Filter the entries below down to each line that contains the string "bamboo", and copy those lines out. Matching is case-sensitive.
start Supplied data
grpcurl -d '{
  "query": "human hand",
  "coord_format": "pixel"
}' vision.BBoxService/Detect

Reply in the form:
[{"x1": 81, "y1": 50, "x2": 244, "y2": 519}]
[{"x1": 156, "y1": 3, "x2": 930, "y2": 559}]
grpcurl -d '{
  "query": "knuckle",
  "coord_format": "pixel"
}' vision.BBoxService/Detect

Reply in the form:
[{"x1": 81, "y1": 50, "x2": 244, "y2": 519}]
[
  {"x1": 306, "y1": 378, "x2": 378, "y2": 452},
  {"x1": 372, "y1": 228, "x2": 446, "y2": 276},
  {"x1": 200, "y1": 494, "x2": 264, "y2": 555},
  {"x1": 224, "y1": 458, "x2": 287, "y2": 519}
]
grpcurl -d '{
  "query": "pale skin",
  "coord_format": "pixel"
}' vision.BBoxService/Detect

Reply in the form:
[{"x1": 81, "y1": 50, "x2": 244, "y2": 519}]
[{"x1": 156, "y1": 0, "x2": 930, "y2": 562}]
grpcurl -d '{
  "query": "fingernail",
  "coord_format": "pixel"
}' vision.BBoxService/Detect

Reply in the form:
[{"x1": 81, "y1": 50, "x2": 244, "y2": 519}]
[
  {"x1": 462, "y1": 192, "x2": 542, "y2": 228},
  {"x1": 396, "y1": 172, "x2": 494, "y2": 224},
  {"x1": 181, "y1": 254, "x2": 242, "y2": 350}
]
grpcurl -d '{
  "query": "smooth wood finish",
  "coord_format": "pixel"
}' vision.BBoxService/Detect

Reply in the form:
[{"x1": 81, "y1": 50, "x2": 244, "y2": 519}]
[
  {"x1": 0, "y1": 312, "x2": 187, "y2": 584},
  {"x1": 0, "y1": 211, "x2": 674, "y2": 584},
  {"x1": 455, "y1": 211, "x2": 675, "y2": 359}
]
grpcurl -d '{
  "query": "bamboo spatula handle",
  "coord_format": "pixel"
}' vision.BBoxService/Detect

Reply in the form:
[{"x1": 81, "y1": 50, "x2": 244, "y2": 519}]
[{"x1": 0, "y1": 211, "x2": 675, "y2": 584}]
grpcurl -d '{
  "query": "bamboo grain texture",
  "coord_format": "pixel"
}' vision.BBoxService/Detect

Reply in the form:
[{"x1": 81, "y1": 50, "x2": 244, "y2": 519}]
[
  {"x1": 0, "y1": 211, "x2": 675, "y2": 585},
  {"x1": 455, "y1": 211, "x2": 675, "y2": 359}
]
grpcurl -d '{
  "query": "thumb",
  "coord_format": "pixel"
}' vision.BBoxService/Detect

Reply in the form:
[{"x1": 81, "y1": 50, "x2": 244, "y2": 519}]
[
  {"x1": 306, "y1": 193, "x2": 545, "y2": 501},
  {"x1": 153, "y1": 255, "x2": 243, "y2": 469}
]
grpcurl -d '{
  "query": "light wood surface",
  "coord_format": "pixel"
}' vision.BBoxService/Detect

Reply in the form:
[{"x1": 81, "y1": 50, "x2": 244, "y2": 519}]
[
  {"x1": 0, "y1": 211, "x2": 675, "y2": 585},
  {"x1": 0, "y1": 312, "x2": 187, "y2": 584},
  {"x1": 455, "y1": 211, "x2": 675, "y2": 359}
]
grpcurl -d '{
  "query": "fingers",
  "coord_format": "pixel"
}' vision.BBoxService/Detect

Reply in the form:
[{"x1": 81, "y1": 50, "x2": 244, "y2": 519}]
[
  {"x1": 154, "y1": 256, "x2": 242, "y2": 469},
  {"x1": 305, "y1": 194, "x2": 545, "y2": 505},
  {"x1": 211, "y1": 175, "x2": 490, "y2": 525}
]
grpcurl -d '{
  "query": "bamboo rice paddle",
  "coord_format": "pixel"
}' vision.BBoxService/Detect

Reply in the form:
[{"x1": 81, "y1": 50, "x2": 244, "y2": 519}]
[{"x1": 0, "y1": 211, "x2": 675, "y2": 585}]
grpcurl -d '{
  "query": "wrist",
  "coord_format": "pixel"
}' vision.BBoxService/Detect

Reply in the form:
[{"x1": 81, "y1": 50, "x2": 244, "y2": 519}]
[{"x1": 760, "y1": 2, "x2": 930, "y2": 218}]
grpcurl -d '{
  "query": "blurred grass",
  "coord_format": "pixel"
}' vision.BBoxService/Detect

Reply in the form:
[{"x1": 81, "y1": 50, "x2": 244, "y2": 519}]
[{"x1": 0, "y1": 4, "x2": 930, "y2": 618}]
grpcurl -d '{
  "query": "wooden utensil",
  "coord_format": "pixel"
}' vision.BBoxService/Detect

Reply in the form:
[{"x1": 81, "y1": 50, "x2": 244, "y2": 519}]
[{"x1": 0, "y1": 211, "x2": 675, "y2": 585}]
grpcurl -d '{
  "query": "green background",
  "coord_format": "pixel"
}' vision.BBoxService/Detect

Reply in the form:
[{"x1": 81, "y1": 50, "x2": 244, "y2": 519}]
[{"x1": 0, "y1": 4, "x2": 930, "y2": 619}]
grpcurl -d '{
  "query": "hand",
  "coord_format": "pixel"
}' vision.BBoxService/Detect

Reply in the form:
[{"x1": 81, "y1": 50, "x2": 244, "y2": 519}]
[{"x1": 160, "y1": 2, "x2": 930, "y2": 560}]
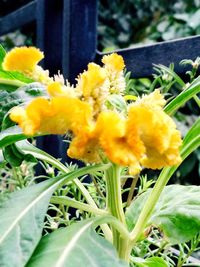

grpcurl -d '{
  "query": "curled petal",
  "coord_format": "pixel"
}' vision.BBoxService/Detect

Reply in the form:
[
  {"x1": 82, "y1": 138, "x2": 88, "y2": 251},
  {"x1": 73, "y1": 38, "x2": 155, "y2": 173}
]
[
  {"x1": 102, "y1": 53, "x2": 125, "y2": 72},
  {"x1": 10, "y1": 97, "x2": 92, "y2": 135}
]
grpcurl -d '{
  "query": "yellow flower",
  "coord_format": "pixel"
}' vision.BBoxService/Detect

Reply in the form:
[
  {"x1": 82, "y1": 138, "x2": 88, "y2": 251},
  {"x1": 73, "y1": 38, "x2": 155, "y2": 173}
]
[
  {"x1": 128, "y1": 91, "x2": 181, "y2": 169},
  {"x1": 67, "y1": 129, "x2": 101, "y2": 163},
  {"x1": 10, "y1": 97, "x2": 92, "y2": 135},
  {"x1": 102, "y1": 53, "x2": 125, "y2": 72},
  {"x1": 75, "y1": 63, "x2": 109, "y2": 116},
  {"x1": 78, "y1": 63, "x2": 106, "y2": 98},
  {"x1": 102, "y1": 53, "x2": 126, "y2": 94},
  {"x1": 3, "y1": 46, "x2": 44, "y2": 73},
  {"x1": 95, "y1": 111, "x2": 143, "y2": 174}
]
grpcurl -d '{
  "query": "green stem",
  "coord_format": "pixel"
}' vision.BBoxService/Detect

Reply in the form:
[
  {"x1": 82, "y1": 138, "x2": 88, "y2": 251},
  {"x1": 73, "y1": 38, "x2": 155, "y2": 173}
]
[
  {"x1": 0, "y1": 79, "x2": 26, "y2": 87},
  {"x1": 50, "y1": 196, "x2": 108, "y2": 215},
  {"x1": 105, "y1": 164, "x2": 130, "y2": 261},
  {"x1": 131, "y1": 120, "x2": 200, "y2": 246}
]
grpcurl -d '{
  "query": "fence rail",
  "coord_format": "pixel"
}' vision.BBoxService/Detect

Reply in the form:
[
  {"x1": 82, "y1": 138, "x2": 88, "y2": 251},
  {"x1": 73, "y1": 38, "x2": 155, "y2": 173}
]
[{"x1": 0, "y1": 0, "x2": 200, "y2": 81}]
end Supplied data
# Answer to this problem:
  "query": "bamboo spatula handle",
  "query": "bamboo grain texture",
  "query": "bamboo rice paddle",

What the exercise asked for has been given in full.